Top of Reading passage
Protect Our Lakota Kids

The Truth About Vanessa Wells: Crawling through the mud is where the bad guys hide their crimes

According to the media narrative that Fox 19 in Cincinnati has tried to establish, and many of the liberal losers within the Rinos for Lakota group, they think the revelation of the bad things that Lakota superintendent Matt Miller has done, which Vanessa Wells revealed, was out of revenge because she was not elected to the school board during the last election. Such a suggestion is really ridiculous, especially when the real story is known. I speak with Vanessa Wells a lot, sometimes every few hours during a day, so I have a pretty good understanding of what she is doing and why she does it. I also understand why people didn’t want me to work with her and tried to convince me that she was dangerous and out of control. I wasn’t born yesterday. Usually, people don’t like someone because they don’t want to live up to the measure that a harder-working person applies to others. Or, their value systems just aren’t compatible. In Vanessa’s case, it’s likely both; she has a high moral value for how things should work, making political people very upset. And she is sharp as a tack, more intelligent than many lawyers that I know. It is not surprising that she has so many lawyers in her orbit right now because they are attracted to her intelligence and sense of justice. And I said to Vanessa recently what I thought about those election results last year where she fell short of winning.

There is a story to that, which I’ll get into shortly, but I’m glad she isn’t on the school board. She is far more influential behind the scenes than she ever would have been in an “official” role. I think Darbi Boddy has done a great job on the school board. I’d love to have more people like her on the school board. But you also need people like Vanessa Wells to work in the trenches, crawl through the mud where all the bad stuff is hidden and where the radical union elements conduct all their malice. I’m a big fan of Vanessa Wells, and I’m glad she is doing what she’s doing. Lakota is far better off because of her.
Bottom of Reading passage
Top of Supplied data
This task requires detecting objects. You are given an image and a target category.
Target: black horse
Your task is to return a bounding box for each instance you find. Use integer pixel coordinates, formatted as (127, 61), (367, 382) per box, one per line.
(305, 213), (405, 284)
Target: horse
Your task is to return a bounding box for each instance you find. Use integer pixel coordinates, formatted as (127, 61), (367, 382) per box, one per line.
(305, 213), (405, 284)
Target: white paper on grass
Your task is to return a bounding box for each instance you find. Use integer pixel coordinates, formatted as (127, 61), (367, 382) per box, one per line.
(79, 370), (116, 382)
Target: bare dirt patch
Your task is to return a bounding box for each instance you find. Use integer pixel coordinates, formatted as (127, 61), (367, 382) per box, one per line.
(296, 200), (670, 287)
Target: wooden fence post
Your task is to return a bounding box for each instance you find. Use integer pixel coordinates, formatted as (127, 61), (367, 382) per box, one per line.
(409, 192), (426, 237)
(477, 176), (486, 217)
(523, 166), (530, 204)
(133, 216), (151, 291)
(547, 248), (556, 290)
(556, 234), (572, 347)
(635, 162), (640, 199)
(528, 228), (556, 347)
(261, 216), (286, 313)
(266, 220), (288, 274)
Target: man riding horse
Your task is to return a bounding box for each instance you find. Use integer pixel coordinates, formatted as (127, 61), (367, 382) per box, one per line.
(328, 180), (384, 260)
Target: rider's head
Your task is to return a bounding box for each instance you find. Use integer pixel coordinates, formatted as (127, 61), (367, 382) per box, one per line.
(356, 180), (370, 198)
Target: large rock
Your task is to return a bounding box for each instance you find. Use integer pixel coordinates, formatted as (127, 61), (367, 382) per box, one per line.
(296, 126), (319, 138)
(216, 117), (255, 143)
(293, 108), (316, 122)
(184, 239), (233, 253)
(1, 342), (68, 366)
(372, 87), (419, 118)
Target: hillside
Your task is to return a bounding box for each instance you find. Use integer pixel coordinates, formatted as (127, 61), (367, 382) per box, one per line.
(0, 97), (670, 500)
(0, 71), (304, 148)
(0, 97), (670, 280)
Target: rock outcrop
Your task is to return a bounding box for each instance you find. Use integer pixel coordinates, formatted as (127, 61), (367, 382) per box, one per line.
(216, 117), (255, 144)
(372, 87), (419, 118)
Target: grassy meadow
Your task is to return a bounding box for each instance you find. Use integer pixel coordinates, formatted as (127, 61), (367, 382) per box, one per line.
Bottom of Supplied data
[Task instructions]
**a.** Answer these questions using the text about Vanessa Wells:
(i) Which television station is named as trying to establish a media narrative?
(ii) Who is identified as the Lakota superintendent?
(iii) Which person does the author say has done a great job on the school board?
**b.** From the text about Vanessa Wells, print the passage that begins at the words "There is a story" and stops after "because of her.".

[Responses for each task]
**a.**
(i) Fox 19 in Cincinnati
(ii) Matt Miller
(iii) Darbi Boddy

**b.**
There is a story to that, which I’ll get into shortly, but I’m glad she isn’t on the school board. She is far more influential behind the scenes than she ever would have been in an “official” role. I think Darbi Boddy has done a great job on the school board. I’d love to have more people like her on the school board. But you also need people like Vanessa Wells to work in the trenches, crawl through the mud where all the bad stuff is hidden and where the radical union elements conduct all their malice. I’m a big fan of Vanessa Wells, and I’m glad she is doing what she’s doing. Lakota is far better off because of her.